READING TEXT:

□ □ □

Gators got your Granny

Sweet Tatorman's picture

A pop cultural reference likely to blow by those under 50.
I have a reluctance to eating things that can poison me if not properly prepared. Poke salad, Phytolacca Americana, has long been on my list and up until recently I had never tried it despite years of encouragement from a long time friend who is a big fan of it.
Last week we got together midway between our respective homes in Georgia and Tennessee for some outdoor recreation. Upon returning to our vehicles she noted an abundance of Poke salad nearby and gathered up a sack of it. Having already accepted an offer of supper at her place I surmised that the time had come to try it. If you google cooking Poke salad you will find that there is quite a range to the measures employed to reduce the toxins in the stuff all of which involve boiling and draining some number of times. My friend only boils and drains once and I don't think that she even rinsed after the initial draining. I found it to be quite tasty, similar to cooked spinach. No ill effects noted.
Here is the Wikipedia entry on the plant with a long listing of the potentially toxic compounds it contains.
https://en.wikipedia.org/wiki/Phytolacca_americana
Here is a link from a guy who is obviously a fan of the stuff. Curiously he suggests handling with gloves to avoid the possibility of contact dermatitis. No one I know who eats the stuff does this. I also picked a bunch of it recently without use of gloves with no problem.
https://delishably.com/foraging/Poke-Sallet-Poke-Salad-Recipe-How-to-Han...
Poke is an extremely abundant weed locally so this Sunday I decided to pick some and prepare. I decided to be a bit more cautious and boil and drain twice. The second boil and drain was brief as I had heated a second pot of water for this purpose during the heating and boil of the pot with the greens. Essentially I was rinsing with hot water after the initial drain. Like spinach it cooks down in volume a lot. Two plastic grocery bags [still on the stems] once stripped from the stems and cooked down makes about six large servings.

□ □ □

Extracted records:
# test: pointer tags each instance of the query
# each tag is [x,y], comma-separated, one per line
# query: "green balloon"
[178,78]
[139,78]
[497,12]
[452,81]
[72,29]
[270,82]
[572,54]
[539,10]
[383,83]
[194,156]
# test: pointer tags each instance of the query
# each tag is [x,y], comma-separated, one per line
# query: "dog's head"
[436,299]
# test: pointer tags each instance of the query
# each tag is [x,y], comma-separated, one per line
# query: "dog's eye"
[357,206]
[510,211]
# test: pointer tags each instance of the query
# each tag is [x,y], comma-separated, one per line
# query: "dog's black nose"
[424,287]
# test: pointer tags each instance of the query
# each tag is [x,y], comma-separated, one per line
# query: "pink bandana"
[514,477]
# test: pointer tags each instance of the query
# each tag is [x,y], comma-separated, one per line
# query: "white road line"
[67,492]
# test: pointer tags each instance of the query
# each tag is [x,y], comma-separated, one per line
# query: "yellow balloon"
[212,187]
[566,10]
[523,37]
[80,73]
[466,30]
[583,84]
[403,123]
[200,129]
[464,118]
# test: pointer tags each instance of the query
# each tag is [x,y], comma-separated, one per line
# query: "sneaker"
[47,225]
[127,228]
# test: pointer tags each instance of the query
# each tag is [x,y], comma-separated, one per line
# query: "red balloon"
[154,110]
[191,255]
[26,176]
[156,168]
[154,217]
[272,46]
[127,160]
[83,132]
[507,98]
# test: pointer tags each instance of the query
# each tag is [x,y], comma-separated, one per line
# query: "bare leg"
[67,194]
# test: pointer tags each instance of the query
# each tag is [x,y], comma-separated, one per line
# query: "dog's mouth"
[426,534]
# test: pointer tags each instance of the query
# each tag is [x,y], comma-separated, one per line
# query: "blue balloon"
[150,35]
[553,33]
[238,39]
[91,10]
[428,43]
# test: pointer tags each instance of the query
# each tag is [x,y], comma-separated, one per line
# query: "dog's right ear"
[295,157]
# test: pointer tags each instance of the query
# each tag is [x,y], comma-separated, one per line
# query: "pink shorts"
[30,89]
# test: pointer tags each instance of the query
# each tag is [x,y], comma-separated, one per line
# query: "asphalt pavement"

□ □ □

CHECK YOUR UNDERSTANDING:
1. In the post about poke salad, what does the writer say the cooked greens tasted like?
2. Rewrite the part of the poke salad post that opens with the words "Last week we" and closes with "compounds it contains.", switching "supper" to "dinner".
3. Pick up the poke salad post where it stops and continue writing it.

EXPECTED RESULTS:
1. They tasted similar to cooked spinach.

2.
Last week we got together midway between our respective homes in Georgia and Tennessee for some outdoor recreation. Upon returning to our vehicles she noted an abundance of Poke salad nearby and gathered up a sack of it. Having already accepted an offer of dinner at her place I surmised that the time had come to try it. If you google cooking Poke salad you will find that there is quite a range to the measures employed to reduce the toxins in the stuff all of which involve boiling and draining some number of times. My friend only boils and drains once and I don't think that she even rinsed after the initial draining. I found it to be quite tasty, similar to cooked spinach. No ill effects noted.
Here is the Wikipedia entry on the plant with a long listing of the potentially toxic compounds it contains.

3.
Despite being quite tasty and not causing any apparent ill effect I am still a bit wary of the stuff. Just because something doesn't make you sick it not proof that it is not potentially harmful. Are there any fans of Poke salad on the forum?
For those missing the subject line cultural reference, go here:
https://www.bing.com/search?q=poke+salad+annie+song&qs=HS&pq=poke+salad+...

I pulled poke-weed for decades with my bare hands. Young plants, old towering monsters, I got them all.

Then, a few years ago, I started getting a rash on my hands whenever I pulled the plants. Eventually, I figured out that pulling poke-weed can, with enough time and exposure lead to sensitivity and contact dermatitis.

I wear gloves now and I recommend that everyone do so. I don't know how common this is. I'm one of those people who get the weird, rare side-effects. That is, Valerian and Benedryl which put everyone else to sleep make me hyper.

I also don't know if cooking and rinsing would remove the contact dermatitis Or give me an internal rash but I don't plan to eat any poke-weed to find out.

ClareBroommaker's picture

I ate this as a child because my grandmother would cook it after sending us kids out to pick it. But I don't bother with it. I'm afraid of it and I don't want to have to cook, drain, re-cook, drain. If I were to cook it I don't think I'd do any less than two rinses, and that is just too much heating the kitchen. It is poke sallet picking time here now, and this year it is cool enough to welcome the extra heat in the house, but normally by this part of May I'm looking for ways to avoid cooking.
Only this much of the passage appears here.